_DATA TO USE_.
------------------------------------------------

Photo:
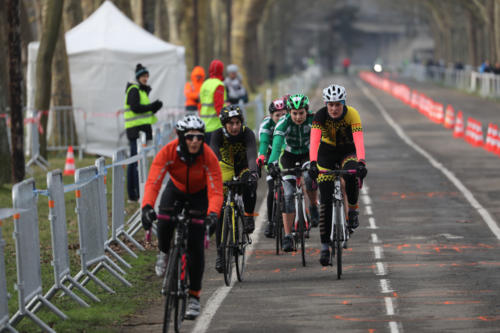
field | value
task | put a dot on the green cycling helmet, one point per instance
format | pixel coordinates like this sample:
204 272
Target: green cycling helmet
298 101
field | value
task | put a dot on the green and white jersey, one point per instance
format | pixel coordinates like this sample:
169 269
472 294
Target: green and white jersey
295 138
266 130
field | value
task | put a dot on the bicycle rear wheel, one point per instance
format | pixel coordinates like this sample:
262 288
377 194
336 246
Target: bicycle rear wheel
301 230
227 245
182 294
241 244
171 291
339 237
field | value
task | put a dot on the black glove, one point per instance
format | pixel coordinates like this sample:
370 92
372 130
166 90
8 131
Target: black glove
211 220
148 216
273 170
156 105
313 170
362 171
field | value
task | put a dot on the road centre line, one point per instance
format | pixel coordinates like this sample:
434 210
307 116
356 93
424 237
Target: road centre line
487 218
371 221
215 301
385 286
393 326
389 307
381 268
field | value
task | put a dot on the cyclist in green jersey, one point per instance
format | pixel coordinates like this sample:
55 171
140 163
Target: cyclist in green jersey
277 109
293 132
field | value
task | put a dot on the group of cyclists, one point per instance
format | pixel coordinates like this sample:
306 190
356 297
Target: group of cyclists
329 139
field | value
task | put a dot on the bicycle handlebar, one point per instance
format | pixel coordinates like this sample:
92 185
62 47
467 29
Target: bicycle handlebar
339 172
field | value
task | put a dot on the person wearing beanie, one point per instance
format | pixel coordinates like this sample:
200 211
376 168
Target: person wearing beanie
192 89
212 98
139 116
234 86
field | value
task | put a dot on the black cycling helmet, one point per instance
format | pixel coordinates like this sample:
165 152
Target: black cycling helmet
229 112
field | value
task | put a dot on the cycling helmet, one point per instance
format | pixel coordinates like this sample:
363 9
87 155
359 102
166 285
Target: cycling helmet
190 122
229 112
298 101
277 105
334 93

------------------------------------------------

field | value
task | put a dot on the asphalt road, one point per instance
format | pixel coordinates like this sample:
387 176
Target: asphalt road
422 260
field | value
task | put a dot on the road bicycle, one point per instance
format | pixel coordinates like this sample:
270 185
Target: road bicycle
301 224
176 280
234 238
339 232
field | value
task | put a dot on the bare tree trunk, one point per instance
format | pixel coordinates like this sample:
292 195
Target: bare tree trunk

------------------------------------------------

Gather every line above that contains the word "person" and copy each one out in full.

task | put a dot on the person wearing beanie, one point per instance
Target: person wearing beanie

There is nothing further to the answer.